**PROVIDED PASSAGE:**
□ □ □ □ □
William Gibson's observations and prophesies, nonfiction version
William Gibson's new book, "Distrust That Particular Flavor," collects the famed science-fiction author's nonfiction work. Gibson discusses his book Monday at Seattle's University Book Store, and Tuesday at Seattle's Elliott Bay Book Co.
Special to The Seattle Times
William GibsonThe author of "Distrust That Particular Flavor" will discuss his book at 7 p.m. Monday at Seattle's University Book Store; free (206-634-3400 or www.ubookstore.com). He will also appear at 7 p.m. Tuesday at Seattle's Elliott Bay Book Co.; free (206-624-6600 or www.elliottbaybook.com).
'Distrust That Particular Flavor'
by William Gibson
G.P. Putnam's Sons, 260 pp., $26.95
"Will We Have Computer Chips in Our Heads?"asks the title of one of the short, potent essays in William Gibson's new book, "Distrust That Particular Flavor." "Maybe,"replies the visionary author of cyberpunk tales about direct human-to-machine interfaces and socket-skulled scammers.
Gibson then proceeds, in this piece first published 11 years ago, to explain why such an actual, factual silicon-in-brain moment, likely the result of medical research of top-secret military projects, wouldn't last, and why this is just fine. In large part that application of the concept would be fleeting — if it even occurred — because as he declares in a 2008 talk transcribed later in the book, "The physical union of human and machine, long dreaded and long anticipated, has been an accomplished fact for decades, though we tend not to see it."
Seeing how that union is being accomplished through quite different means, such as our increasing dependence on Internet-connected phones, and seeing other non-obvious features of the global zeitgeist, has enabled Gibson to shape his science fictional forays into the future along lines shudderingly resonant with our experience of the present.
"Distrust" shows some of the connections Gibson has found between various current and historical trends, with side notes on his personal obsessions and helpful references on how all of the above affects his fiction. Two essays concern themselves with Japan, site of many Gibson novels and an enduring aesthetic touchstone for him. Though he twice recapitulates the political and economic traumas that forced the Japanese to become "the ultimate Early Adaptors", he also voices objections to being asked again and again why the country fascinates him. Would anyone ask him the same question about London, he wonders.
□ □ □ □ □
**ENTRIES PROVIDED:**

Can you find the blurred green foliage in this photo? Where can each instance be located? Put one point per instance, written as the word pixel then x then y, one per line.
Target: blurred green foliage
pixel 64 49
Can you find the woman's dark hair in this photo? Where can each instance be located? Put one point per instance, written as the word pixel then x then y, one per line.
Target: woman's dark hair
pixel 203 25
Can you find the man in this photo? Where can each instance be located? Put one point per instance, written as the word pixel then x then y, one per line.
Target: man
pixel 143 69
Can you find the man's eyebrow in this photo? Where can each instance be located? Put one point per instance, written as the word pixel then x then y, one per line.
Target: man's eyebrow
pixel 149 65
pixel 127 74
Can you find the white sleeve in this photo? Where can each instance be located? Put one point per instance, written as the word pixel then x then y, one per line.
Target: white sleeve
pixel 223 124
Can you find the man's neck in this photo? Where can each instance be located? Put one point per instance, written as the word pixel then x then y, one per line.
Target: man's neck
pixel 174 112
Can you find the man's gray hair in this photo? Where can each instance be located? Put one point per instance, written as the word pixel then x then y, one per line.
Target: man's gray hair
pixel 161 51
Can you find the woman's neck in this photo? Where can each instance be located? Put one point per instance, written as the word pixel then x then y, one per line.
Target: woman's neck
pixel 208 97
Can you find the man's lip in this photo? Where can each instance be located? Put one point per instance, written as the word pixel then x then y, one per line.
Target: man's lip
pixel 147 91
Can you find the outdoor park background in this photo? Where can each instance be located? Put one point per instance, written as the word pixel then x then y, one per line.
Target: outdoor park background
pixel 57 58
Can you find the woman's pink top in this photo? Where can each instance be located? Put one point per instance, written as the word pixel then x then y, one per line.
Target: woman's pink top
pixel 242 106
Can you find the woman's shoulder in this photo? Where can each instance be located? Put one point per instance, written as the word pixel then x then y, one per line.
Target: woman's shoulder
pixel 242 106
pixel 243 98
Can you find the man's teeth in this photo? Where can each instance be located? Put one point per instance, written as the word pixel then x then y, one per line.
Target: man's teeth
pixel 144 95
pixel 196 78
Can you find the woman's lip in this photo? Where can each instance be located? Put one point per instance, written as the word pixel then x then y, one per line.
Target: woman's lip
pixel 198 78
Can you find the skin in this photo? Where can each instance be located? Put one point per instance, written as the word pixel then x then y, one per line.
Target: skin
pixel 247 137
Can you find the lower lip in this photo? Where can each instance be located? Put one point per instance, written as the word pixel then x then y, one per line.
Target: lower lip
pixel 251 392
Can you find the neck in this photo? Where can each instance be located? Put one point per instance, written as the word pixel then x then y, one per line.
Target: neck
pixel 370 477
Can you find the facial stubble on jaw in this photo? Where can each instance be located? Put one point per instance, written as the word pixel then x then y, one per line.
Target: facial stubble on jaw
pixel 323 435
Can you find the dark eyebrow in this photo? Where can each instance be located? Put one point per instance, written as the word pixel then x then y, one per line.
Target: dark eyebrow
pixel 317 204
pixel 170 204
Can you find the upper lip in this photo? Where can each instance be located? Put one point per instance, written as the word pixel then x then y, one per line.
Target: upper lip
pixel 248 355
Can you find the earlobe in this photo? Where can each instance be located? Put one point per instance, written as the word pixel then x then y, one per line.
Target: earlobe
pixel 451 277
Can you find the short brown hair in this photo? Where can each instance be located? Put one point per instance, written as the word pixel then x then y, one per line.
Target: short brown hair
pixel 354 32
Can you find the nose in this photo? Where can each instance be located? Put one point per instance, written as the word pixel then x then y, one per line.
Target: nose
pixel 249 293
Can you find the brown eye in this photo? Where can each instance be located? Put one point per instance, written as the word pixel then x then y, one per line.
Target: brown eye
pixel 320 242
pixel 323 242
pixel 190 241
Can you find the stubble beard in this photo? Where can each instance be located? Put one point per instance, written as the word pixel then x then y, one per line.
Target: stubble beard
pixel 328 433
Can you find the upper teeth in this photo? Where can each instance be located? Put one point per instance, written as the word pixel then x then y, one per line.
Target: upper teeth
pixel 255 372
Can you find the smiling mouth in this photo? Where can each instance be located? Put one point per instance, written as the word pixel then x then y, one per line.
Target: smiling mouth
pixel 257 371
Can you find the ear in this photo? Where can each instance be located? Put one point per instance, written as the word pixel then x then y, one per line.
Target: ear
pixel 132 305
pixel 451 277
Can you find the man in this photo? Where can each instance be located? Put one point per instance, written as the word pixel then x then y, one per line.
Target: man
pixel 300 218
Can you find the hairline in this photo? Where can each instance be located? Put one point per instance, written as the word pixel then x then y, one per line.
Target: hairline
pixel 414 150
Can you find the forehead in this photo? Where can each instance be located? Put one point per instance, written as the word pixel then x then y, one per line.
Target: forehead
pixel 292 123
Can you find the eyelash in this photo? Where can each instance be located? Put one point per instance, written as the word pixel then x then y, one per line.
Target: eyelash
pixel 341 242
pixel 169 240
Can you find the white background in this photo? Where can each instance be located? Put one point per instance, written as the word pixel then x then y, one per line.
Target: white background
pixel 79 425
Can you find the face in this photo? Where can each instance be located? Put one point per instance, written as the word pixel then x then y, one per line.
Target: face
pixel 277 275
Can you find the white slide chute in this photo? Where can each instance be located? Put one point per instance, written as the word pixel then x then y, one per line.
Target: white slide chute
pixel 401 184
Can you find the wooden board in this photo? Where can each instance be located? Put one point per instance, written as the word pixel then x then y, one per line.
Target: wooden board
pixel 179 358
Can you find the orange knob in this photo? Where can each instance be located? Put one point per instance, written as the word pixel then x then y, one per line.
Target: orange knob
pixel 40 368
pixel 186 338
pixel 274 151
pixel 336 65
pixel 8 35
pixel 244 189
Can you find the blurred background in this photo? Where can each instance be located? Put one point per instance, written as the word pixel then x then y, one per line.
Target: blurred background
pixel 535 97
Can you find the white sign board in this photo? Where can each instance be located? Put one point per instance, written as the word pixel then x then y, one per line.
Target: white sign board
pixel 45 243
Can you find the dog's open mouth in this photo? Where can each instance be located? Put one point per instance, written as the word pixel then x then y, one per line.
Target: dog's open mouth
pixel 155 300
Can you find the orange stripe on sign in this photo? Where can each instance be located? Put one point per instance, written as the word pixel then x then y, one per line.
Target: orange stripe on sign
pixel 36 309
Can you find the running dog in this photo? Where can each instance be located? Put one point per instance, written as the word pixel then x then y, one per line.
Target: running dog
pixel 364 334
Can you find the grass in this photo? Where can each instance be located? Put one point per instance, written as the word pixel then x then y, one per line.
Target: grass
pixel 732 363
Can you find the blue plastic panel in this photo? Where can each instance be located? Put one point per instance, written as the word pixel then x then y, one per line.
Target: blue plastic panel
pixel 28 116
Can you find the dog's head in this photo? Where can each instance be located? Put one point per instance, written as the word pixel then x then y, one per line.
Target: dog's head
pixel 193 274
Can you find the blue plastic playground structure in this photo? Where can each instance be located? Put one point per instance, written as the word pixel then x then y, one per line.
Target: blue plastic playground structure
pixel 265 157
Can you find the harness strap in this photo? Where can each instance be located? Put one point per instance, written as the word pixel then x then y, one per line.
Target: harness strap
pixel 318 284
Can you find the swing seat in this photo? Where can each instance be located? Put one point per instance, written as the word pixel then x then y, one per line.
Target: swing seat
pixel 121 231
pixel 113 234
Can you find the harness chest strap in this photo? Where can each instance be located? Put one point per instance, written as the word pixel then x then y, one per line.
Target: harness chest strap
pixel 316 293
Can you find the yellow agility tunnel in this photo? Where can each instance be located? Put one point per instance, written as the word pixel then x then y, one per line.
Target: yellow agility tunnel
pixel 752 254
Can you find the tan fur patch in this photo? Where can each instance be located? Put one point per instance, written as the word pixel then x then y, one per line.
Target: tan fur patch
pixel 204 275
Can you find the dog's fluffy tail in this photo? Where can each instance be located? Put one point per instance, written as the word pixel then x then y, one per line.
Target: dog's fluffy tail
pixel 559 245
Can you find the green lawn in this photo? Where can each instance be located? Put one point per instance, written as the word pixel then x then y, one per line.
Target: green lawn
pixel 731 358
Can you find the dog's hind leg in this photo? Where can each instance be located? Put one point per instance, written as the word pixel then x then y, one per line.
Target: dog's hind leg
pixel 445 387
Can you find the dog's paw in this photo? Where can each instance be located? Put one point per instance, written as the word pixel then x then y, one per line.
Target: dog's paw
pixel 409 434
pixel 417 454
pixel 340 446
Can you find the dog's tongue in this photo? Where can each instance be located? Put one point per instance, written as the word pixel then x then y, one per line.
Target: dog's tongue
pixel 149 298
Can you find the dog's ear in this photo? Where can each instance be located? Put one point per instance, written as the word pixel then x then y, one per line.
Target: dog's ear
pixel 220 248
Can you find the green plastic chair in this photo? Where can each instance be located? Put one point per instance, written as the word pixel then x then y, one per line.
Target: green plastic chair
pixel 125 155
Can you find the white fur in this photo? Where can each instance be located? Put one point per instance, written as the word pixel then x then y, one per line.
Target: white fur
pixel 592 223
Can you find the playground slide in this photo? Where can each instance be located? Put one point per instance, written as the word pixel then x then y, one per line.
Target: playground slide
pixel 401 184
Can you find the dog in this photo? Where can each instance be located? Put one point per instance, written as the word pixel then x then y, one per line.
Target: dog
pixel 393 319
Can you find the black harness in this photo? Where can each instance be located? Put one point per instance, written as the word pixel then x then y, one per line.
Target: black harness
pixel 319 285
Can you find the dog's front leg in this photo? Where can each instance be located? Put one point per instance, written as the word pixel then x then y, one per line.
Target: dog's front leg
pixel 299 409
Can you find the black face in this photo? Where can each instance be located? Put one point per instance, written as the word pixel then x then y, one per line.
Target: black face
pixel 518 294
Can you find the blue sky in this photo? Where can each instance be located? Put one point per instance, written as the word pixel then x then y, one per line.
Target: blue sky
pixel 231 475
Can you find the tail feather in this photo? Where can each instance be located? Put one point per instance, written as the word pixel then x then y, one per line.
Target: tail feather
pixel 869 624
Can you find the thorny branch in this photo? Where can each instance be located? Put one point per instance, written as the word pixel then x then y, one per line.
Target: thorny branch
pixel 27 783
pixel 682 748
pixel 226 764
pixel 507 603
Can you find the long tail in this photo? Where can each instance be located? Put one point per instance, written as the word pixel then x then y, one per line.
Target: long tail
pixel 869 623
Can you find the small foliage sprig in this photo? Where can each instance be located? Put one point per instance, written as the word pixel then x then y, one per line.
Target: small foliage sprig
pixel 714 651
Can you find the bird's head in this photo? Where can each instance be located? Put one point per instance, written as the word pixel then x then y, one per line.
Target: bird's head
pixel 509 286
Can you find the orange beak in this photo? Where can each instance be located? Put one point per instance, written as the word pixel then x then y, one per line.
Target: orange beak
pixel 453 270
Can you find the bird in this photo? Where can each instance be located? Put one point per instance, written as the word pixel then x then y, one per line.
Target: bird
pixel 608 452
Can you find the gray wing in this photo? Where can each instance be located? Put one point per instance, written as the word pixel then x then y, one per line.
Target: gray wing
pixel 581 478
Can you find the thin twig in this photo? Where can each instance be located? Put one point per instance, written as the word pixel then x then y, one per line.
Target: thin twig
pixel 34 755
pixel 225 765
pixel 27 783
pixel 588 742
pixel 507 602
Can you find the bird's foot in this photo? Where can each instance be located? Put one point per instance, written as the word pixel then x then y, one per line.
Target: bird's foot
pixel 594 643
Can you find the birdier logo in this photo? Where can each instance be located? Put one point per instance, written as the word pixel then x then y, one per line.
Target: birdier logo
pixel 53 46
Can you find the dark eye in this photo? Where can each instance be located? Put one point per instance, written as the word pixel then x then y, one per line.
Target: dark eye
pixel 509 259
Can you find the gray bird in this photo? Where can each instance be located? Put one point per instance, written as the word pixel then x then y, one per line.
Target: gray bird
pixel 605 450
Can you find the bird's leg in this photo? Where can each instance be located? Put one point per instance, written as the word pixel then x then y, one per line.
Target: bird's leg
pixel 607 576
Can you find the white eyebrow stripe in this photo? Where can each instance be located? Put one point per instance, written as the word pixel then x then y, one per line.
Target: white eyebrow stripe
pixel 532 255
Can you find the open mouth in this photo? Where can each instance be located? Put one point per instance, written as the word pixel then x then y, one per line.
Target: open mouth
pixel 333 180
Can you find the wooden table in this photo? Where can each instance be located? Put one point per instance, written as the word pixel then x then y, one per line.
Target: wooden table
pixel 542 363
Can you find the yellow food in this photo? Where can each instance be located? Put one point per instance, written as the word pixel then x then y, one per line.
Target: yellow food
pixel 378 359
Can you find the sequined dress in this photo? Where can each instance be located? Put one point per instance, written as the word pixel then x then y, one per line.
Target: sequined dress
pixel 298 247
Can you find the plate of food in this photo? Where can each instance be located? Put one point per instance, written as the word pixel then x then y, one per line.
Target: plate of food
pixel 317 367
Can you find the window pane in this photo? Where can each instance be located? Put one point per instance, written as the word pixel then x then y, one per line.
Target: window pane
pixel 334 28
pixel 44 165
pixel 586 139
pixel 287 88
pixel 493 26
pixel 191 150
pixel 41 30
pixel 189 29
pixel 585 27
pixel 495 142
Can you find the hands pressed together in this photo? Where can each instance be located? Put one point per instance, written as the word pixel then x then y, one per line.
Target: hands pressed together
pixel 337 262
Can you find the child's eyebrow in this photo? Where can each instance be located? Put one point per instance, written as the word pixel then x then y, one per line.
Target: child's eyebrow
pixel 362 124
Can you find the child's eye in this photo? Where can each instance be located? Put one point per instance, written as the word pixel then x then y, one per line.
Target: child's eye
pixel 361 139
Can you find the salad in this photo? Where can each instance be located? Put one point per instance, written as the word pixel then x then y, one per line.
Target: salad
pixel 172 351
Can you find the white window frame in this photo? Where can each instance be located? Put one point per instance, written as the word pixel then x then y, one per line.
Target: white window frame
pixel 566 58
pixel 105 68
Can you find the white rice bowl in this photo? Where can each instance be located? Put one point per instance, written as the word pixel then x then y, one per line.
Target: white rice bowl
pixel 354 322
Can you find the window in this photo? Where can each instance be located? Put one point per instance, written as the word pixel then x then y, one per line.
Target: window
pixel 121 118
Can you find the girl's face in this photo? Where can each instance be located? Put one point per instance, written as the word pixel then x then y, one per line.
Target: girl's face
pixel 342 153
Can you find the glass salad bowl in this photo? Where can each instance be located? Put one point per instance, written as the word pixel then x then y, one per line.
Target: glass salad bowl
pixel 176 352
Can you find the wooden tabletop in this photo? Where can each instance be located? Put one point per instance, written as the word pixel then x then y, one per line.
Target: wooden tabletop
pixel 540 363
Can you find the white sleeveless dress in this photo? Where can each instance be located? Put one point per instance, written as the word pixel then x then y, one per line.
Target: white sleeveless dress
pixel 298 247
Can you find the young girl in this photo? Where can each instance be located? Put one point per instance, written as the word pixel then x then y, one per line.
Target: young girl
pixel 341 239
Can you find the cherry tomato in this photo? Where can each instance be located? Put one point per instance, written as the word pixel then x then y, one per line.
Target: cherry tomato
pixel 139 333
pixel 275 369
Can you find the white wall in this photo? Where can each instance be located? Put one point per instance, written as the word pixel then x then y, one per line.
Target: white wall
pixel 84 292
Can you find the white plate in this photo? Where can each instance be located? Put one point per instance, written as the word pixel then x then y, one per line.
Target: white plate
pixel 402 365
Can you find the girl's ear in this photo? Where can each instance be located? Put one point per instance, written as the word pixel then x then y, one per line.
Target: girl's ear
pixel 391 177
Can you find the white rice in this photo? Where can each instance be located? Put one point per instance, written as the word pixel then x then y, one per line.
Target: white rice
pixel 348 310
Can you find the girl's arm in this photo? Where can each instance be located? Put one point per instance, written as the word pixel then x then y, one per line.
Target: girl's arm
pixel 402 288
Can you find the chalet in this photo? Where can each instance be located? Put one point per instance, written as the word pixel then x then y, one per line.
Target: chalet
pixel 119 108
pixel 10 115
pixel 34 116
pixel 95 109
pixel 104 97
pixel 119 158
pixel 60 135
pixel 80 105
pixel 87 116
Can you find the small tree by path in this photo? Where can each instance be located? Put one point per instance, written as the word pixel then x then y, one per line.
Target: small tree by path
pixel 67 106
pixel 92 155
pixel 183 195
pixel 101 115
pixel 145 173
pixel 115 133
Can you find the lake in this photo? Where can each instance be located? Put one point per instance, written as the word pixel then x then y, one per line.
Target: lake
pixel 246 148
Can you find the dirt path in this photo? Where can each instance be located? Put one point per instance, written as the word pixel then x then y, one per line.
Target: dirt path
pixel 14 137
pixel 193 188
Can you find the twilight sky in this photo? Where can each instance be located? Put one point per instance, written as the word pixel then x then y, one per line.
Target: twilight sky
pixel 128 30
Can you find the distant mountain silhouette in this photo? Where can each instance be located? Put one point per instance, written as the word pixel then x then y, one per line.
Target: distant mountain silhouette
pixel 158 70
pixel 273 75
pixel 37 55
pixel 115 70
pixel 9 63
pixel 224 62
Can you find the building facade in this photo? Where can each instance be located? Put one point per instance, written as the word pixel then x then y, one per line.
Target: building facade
□ □ □ □ □
**REQUIRED ACTION 1:** According to the Gibson book review, which publisher released "Distrust That Particular Flavor"?
**REQUIRED ACTION 2:** Rewrite the Gibson book review, beginning at the words "Special to The" and stopping after "and socket-skulled scammers.", with "visionary" replaced by "prescient".
**REQUIRED ACTION 3:** Carry on the review of Gibson's essay collection from its last sentence.
The material has nothing to do with the review of William Gibson's book.

**EXERCISE RESPONSE 1:** G.P. Putnam's Sons

**EXERCISE RESPONSE 2:**
Special to The Seattle Times
William GibsonThe author of "Distrust That Particular Flavor" will discuss his book at 7 p.m. Monday at Seattle's University Book Store; free (206-634-3400 or www.ubookstore.com). He will also appear at 7 p.m. Tuesday at Seattle's Elliott Bay Book Co.; free (206-624-6600 or www.elliottbaybook.com).
'Distrust That Particular Flavor'
by William Gibson
G.P. Putnam's Sons, 260 pp., $26.95
"Will We Have Computer Chips in Our Heads?"asks the title of one of the short, potent essays in William Gibson's new book, "Distrust That Particular Flavor." "Maybe,"replies the prescient author of cyberpunk tales about direct human-to-machine interfaces and socket-skulled scammers.

**EXERCISE RESPONSE 3:**
Two more essays delve into the filming of "Johnny Mnemonic," (Gibson wrote both the short story the movie it is based on and the screenplay). "Mr. Buk's Window" offers insight into the genesis of what may be the greatest 9/11 novel yet written, "Pattern Recognition." The main burden of this book's lucid, lyrical prose is more general, however, as in "Time Machine Cuba" (originally published under the title now given to the whole collection.).
Here are the author's thoughts about war, apocalypse, and prophecy as they relate to speculative fiction. The flavor distrusted is that of the doomsayer, "the perpetually impatient and somehow perpetually unworldly futurist"who believes in the coming of a final conflagration as opposed to "merely ... more stuff. Events."
As his collection's introduction and his individual essays' afterwords reveal, the distrust Gibson names could also be aimed at his production of nonfiction. Gibson actually apologizes for his nonfiction; he admits to being tempted to the task by unrefusable opportunities to gather raw material for creating fiction. He considers writing fiction his sole legitimate work.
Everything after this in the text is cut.